Goal
Copy out only the items from the line containing "Ground the curved" through the line containing "321,12,430,133". Change "building" to "tower" and keep everything else the same.
- - -
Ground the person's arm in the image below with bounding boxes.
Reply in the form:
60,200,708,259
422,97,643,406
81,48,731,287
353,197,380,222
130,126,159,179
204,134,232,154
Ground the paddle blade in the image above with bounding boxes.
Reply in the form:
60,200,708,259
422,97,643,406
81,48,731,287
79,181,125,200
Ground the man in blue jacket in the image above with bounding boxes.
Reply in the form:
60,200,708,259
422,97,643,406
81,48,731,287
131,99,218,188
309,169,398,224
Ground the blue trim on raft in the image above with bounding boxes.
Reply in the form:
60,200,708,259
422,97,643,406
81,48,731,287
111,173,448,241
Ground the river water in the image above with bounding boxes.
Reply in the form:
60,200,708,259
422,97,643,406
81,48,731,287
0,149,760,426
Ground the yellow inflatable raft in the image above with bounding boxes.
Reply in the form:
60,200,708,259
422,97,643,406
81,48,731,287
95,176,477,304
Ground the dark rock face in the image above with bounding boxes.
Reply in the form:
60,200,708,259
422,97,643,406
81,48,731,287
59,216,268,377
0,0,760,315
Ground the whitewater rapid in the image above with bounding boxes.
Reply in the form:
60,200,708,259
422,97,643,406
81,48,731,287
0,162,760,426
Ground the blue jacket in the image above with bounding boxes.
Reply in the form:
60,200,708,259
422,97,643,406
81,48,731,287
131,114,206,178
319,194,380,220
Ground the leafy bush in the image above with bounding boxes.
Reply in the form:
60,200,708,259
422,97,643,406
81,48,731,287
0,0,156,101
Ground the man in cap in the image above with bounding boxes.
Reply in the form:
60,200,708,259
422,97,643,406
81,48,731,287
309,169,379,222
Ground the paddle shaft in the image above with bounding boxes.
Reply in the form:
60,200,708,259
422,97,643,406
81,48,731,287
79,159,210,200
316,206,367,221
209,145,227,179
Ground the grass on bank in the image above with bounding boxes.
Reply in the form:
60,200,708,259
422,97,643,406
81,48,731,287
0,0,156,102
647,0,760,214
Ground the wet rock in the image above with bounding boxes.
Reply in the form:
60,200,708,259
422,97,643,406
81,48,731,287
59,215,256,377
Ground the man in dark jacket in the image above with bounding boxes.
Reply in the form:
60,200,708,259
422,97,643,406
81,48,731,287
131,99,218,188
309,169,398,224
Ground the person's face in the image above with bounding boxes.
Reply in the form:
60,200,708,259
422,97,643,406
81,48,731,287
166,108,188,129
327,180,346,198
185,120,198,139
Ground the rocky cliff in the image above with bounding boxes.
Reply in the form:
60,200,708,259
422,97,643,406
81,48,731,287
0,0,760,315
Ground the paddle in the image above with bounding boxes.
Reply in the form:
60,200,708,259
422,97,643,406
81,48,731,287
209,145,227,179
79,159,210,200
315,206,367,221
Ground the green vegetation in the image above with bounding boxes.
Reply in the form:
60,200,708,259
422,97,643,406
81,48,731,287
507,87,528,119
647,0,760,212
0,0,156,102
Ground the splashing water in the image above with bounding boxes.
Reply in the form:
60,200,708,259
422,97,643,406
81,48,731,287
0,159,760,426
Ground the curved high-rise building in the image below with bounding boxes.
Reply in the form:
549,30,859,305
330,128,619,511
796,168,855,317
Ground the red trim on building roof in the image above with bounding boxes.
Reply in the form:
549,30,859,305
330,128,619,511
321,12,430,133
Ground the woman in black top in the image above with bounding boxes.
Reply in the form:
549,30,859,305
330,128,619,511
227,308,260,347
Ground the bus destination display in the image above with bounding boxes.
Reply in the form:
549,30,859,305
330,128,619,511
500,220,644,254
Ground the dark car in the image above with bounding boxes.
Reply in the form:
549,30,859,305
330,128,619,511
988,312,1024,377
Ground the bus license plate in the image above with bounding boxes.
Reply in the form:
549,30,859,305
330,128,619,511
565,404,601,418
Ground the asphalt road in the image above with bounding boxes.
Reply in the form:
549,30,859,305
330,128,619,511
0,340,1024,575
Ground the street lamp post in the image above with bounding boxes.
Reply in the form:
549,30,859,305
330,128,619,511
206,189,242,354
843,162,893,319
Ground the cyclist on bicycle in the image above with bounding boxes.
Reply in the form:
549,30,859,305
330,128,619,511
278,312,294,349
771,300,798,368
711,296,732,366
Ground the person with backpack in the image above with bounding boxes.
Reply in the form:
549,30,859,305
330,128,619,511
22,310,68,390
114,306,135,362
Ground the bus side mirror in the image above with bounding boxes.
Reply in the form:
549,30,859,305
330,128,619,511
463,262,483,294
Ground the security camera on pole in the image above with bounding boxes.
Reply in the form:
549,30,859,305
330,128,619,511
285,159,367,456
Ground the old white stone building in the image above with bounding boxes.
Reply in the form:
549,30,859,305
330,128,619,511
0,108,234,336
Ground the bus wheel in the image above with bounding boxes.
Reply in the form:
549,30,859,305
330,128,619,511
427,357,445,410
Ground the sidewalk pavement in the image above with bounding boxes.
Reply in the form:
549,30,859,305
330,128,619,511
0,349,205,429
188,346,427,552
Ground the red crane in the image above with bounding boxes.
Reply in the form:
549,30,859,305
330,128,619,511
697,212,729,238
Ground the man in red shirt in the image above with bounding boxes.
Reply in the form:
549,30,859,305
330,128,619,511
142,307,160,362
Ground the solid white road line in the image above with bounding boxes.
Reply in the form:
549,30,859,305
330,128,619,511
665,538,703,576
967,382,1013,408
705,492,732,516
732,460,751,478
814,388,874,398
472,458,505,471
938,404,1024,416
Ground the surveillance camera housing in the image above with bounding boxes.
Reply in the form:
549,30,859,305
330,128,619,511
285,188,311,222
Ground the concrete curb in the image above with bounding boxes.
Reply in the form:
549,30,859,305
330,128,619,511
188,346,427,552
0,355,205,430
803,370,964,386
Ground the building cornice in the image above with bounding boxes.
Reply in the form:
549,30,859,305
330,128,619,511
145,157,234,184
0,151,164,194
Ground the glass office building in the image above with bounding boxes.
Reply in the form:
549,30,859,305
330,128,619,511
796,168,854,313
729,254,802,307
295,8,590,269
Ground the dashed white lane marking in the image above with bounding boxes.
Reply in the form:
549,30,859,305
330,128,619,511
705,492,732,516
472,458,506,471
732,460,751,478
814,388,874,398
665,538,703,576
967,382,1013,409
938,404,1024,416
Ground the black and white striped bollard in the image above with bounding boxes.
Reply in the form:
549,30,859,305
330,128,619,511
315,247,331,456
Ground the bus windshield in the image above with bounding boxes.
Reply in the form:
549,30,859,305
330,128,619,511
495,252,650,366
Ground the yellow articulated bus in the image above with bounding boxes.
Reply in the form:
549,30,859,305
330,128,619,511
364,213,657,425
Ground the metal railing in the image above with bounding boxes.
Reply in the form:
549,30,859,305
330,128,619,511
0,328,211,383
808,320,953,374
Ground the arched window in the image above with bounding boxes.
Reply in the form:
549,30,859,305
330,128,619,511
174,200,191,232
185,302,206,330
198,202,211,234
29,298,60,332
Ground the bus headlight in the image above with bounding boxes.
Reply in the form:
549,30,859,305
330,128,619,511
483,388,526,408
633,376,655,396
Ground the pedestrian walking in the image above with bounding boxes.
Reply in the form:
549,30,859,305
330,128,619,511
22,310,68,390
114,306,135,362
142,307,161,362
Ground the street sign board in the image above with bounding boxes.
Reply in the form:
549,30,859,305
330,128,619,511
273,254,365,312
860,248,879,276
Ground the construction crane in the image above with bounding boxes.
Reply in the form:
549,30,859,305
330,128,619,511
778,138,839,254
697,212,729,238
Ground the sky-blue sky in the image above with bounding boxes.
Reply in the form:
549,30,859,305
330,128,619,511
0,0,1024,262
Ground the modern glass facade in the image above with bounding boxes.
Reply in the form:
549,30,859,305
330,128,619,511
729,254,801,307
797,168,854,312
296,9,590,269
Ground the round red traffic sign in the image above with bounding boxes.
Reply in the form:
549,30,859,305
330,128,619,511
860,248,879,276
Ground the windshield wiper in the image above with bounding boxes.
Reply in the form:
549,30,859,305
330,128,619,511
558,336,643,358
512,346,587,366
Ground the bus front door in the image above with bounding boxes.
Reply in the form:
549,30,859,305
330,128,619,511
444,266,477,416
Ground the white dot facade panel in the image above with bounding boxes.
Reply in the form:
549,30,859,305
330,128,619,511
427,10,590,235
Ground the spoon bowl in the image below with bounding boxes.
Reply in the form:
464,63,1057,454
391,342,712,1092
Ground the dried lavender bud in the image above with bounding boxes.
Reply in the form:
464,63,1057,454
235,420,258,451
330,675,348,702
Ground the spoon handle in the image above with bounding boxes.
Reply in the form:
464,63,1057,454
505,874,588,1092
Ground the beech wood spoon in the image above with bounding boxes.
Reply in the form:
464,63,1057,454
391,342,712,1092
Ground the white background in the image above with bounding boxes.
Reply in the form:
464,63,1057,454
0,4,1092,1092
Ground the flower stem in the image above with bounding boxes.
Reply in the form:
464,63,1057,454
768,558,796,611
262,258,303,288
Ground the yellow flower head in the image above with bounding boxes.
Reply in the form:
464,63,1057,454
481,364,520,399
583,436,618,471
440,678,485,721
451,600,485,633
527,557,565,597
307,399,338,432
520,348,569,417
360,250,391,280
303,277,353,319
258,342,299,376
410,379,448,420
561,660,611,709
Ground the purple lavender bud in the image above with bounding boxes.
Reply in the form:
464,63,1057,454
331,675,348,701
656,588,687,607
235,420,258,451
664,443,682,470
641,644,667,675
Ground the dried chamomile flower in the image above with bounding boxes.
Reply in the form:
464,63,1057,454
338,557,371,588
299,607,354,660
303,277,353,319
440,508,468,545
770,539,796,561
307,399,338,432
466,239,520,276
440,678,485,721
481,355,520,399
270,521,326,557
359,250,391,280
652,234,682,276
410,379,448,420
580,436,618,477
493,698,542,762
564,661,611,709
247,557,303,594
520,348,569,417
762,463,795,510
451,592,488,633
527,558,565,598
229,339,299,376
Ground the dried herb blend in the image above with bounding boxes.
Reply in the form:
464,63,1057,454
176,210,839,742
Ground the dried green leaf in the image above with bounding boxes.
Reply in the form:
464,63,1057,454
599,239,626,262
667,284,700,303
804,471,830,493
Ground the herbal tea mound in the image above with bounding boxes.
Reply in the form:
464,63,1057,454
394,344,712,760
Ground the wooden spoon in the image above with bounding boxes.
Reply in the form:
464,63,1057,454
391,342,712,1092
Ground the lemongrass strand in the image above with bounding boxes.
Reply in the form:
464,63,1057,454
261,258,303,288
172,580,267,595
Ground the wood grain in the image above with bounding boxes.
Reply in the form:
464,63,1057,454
- - -
Final result
Ground the curved high-rise tower in the image below with bounding boxes.
Reply in the form:
549,30,859,305
330,128,619,511
796,168,855,317
Ground the red trim on tower roof in the image above with bounding boxes.
Reply in the form:
549,30,859,305
330,128,619,511
321,12,430,133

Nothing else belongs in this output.